原文节选 -
DPTP SOSR 2019

Time-synchronization in the Programmable Data Plane

Posted by Yiran on April 22, 2019

核心思想

在可编程交换机数据平面实现时间同步协议. 亮点:非常详尽的可编程交换机各部分delay的测量

Motivation

  • NTP (Network time protocol) 精度不够(软件timestamp)
  • PTP标准 (IEEE 1588 Precise Time Protocol)精度高,能够实现纳秒级别的同步(硬件timestamp),但是由于通常由端主机软件或者交换机控制平面实现,存在一些问题:(1)the client requires several synchronization rounds and statistical filtering to offset clock drifts suffered during software processing delays. This results in clients requiring up to 10 minutes to achieve an offset below 1 µs.(2)在高负载情况下精度下降至100微秒(3)软件实现不易扩展(性能下降),专有硬件设备部署开销大
  • DTP (Datacenter Time Protocol) 利用物理层clock(Ethernet PHY layer)同步机制。(1) 非常依赖物理层特性:For 10 Gbps link speed, the PHY frequency is 156.25 MHz, and thus a single clock cycle is 6.4 ns. The synchronization precision achievable for 10G NIC is bounded by 25.6 ns (4 clock cycles) for a single hop. (2)全部物理层需要部署特殊硬件

  • 可编程交换机带来的机遇: (1)灵活的数据包头处理; (2) 带状态存储;(3)自带ns级时钟, 使用42-48 bit counters保证能够几小时不回绕;

Measurement and understanding

设计前的重要一步:需要理解 参考时钟请求的client的通信中各部分的delay组成及变化。 Achieving nanosecond-scale synchronization requires accounting for nanosecond-level variability in the various delay components

模型:request-respond— a client sends a request to synchronize with a server who maintains the reference clock

PISA:

Switch to Switch

Delay breakdown:

$T_{ReqIg}$: Timestamp (Request packet arrival at ingress pipeline of SW1).

ReqQ: Duration (Ingress pipeline processing and packet queuing at buffer engine).

ReqWD: Duration (Wire-delay across DAC cable).

MacD: Duration (Input buffering and parsing).

其余可结合 Figure 2. 通过加timestamp, 论文进行了重复实验测量每个delay component.

重要结论:

(1) RespTx and RespQ to be the major contributors of the total delay; RespTx includes egress pipeline processing, deparsing, Tx MAC delay and serialization,其中 egress pipeline processing时间固定,变量来自于其他三个

(2) Wire-delay具有不对称性:between request and response 并且asymmetry variation随着链路速率增加而降低(也就是链路速度越高时钟精度越高)

(3) 尽管不同component的delay会变化, 但是它们中的大多数都是可测量的, 这种变化性不会影响时钟同步, 唯一unaccounted的是wire delay.

(4) To accurately account for a packet’s exit timestamp, a follow-up packet is required. The follow-up packet could be avoided if the packet departure timestamp could precisely capture packet’s exit time and could be embedded in the data-plane.

任务要求 -
1 – 请根据上面关于DPTP时间同步的原文节选回答:
(a) 在10 Gbps链路速率下,物理层单个时钟周期是多少?
(b) 可编程交换机使用多少位的计数器来保证几小时内不回绕?
(c) 哪两项被认为是总延迟的主要来源?
2 – 从上面关于DPTP时间同步的原文节选的最后一句之后往下续写。
这些数据行在作答时用不到。

原始数据 -
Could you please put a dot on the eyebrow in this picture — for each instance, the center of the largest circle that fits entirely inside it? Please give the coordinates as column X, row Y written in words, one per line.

逐题答案 -
1 –
(a) 6.4 ns。
(b) 42-48 bit。
(c) RespTx 和 RespQ。

2 –
Switch to Host

A request packet originates from a host (rack server) and a switch responds to the request. 使用了两种网卡。其中一种网卡:

NicWireDelay: consists of the two-way wire delay and the MAC/serialization delay incurred at the NIC/transceiver.

重要结论:

(1) An unaccounted and variable : NicWireDelay.

(2) The NicWireDelay varies up to 27 ns in Intel X710 (SFP+) and 16 ns in Intel XXV710 (SFP28) under idle conditions.

(3) 当有主机的cross traffic存在时, NicWireDelay增加. 几乎随load线性增加. traffic packet 64bytes比 1500 bytes增加更快.

(4) 主机需要知道cross traffic的volume: 时间同步在有主机的upstream cross traffic 存在时会产生错误,由于(asymmetry of NicWireDelay).

Design

时间同步的工作流程:首先网络中的一个交换机被指定为 master switch; 网络中的交换机与master switch (directly or indirectly) 通信获得全局时间.由于存在时钟漂移, 上述通信需要定期执行. 网络中的交换机同步后, 主机可直接向交换机查询进行同步.

Clock Maintenance The master switch SW stores the reference clock timestamp from an external global clock source to the data-plane ASIC as $T_{Ref_{SW}}$ and stores the current data-plane timestamp ($T_{RespIg}$) to a register $T_{offset}$.

Era Maintenance 处理回绕. In order to scale the counter limit, the switch’s control-plane program probes the data-plane counter periodically to detect the wrap around. Upon detection, it increments a 64-bit era register $T_{era}$ by $2^x − 1$.

Switch Time-keeping Every time the switch SW receives DPTP queries from its child switch/host, it calculates $T_{Now_{SW}}$ using the current $T_{RespEg}$. (using $T_{RespEg}$ to avoid queuing delays)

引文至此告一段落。